• TASK INSTRUCTIONS: Count how many lines in the entries below contain the word "jacket". Reply with the number alone.
=====
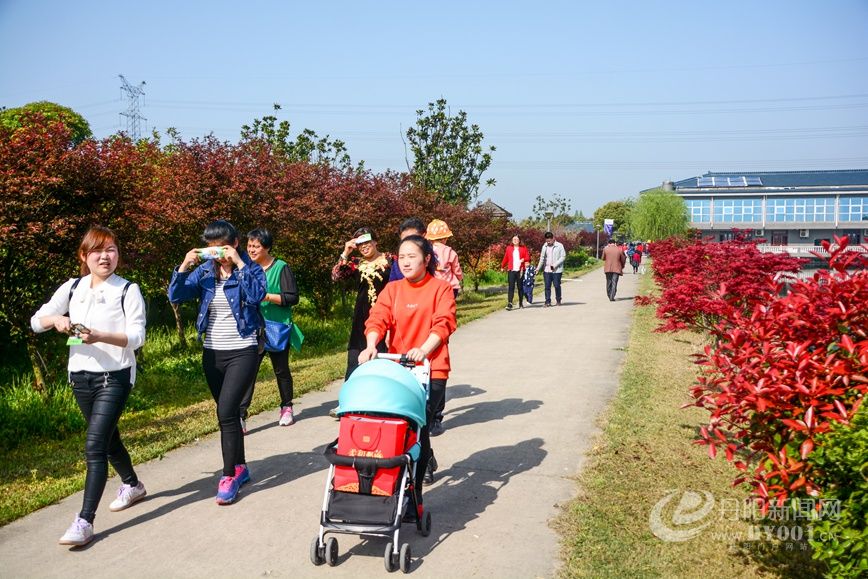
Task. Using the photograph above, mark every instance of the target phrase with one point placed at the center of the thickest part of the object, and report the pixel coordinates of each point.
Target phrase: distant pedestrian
(229, 286)
(551, 263)
(515, 259)
(371, 274)
(281, 293)
(448, 268)
(635, 260)
(527, 283)
(614, 260)
(105, 315)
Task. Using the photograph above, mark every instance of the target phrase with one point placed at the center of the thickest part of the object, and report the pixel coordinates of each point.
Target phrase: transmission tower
(135, 96)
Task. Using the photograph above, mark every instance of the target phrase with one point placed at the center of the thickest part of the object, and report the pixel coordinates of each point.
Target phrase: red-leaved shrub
(703, 282)
(784, 371)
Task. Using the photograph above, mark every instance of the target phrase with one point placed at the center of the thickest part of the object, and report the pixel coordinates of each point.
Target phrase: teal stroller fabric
(383, 387)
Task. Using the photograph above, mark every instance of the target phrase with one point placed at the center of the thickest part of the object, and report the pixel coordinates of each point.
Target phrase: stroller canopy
(383, 387)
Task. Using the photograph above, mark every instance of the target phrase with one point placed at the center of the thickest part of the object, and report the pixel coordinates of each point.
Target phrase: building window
(737, 210)
(700, 210)
(853, 209)
(801, 209)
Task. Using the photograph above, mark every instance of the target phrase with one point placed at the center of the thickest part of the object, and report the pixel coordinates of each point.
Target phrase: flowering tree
(50, 192)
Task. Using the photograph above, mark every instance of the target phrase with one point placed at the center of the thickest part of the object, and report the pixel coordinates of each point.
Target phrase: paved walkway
(524, 395)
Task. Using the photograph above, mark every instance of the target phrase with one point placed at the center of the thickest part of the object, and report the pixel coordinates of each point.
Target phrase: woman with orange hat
(448, 268)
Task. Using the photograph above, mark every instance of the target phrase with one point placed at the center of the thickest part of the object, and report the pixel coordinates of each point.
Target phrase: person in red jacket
(419, 313)
(515, 258)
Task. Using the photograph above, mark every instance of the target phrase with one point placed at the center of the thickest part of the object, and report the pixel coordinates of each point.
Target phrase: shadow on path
(466, 490)
(487, 411)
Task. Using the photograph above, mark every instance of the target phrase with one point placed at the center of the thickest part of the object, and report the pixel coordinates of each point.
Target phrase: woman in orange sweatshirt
(419, 311)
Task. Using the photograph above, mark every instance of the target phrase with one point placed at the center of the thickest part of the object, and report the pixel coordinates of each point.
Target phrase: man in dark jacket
(614, 261)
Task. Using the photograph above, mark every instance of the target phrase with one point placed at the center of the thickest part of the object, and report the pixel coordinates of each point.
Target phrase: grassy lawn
(644, 454)
(170, 406)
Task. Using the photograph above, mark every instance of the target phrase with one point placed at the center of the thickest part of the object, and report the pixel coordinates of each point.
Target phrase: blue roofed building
(784, 207)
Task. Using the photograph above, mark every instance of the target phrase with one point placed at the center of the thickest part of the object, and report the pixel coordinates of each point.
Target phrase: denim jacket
(244, 289)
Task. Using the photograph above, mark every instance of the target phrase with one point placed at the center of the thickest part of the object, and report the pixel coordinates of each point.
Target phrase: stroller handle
(402, 359)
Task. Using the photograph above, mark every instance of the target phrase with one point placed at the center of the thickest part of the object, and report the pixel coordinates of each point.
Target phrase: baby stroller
(370, 484)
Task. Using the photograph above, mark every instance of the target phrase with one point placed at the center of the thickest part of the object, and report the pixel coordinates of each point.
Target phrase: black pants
(550, 279)
(514, 278)
(612, 285)
(228, 373)
(101, 396)
(436, 396)
(283, 375)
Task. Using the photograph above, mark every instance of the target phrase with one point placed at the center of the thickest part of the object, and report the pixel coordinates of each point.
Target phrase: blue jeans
(552, 278)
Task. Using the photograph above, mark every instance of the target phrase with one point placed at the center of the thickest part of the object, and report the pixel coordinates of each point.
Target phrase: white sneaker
(79, 533)
(286, 417)
(127, 496)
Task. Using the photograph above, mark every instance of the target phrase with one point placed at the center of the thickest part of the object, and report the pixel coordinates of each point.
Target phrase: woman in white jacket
(105, 316)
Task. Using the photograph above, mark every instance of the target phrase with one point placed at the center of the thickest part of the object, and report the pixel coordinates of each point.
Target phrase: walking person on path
(515, 258)
(371, 273)
(229, 286)
(449, 270)
(105, 314)
(419, 314)
(281, 293)
(551, 263)
(614, 260)
(447, 267)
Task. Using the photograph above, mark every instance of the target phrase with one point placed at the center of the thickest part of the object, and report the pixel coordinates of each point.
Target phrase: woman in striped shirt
(229, 286)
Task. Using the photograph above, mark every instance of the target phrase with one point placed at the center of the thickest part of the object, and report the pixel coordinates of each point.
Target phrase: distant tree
(307, 146)
(659, 214)
(620, 212)
(448, 156)
(558, 206)
(15, 118)
(476, 231)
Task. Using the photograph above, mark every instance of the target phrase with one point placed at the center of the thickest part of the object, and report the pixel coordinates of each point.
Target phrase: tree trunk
(36, 363)
(179, 324)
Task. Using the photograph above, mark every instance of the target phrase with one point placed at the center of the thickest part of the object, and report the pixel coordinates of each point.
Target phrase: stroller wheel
(424, 525)
(390, 561)
(331, 551)
(317, 553)
(404, 558)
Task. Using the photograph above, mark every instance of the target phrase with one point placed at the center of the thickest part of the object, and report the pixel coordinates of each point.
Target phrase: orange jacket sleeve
(380, 318)
(444, 322)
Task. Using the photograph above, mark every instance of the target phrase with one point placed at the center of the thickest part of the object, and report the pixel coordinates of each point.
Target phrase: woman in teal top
(281, 293)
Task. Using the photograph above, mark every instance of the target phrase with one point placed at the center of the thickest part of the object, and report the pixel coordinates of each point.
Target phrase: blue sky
(593, 102)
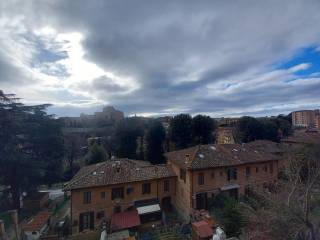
=====
• ANSWER TO THE TASK: 5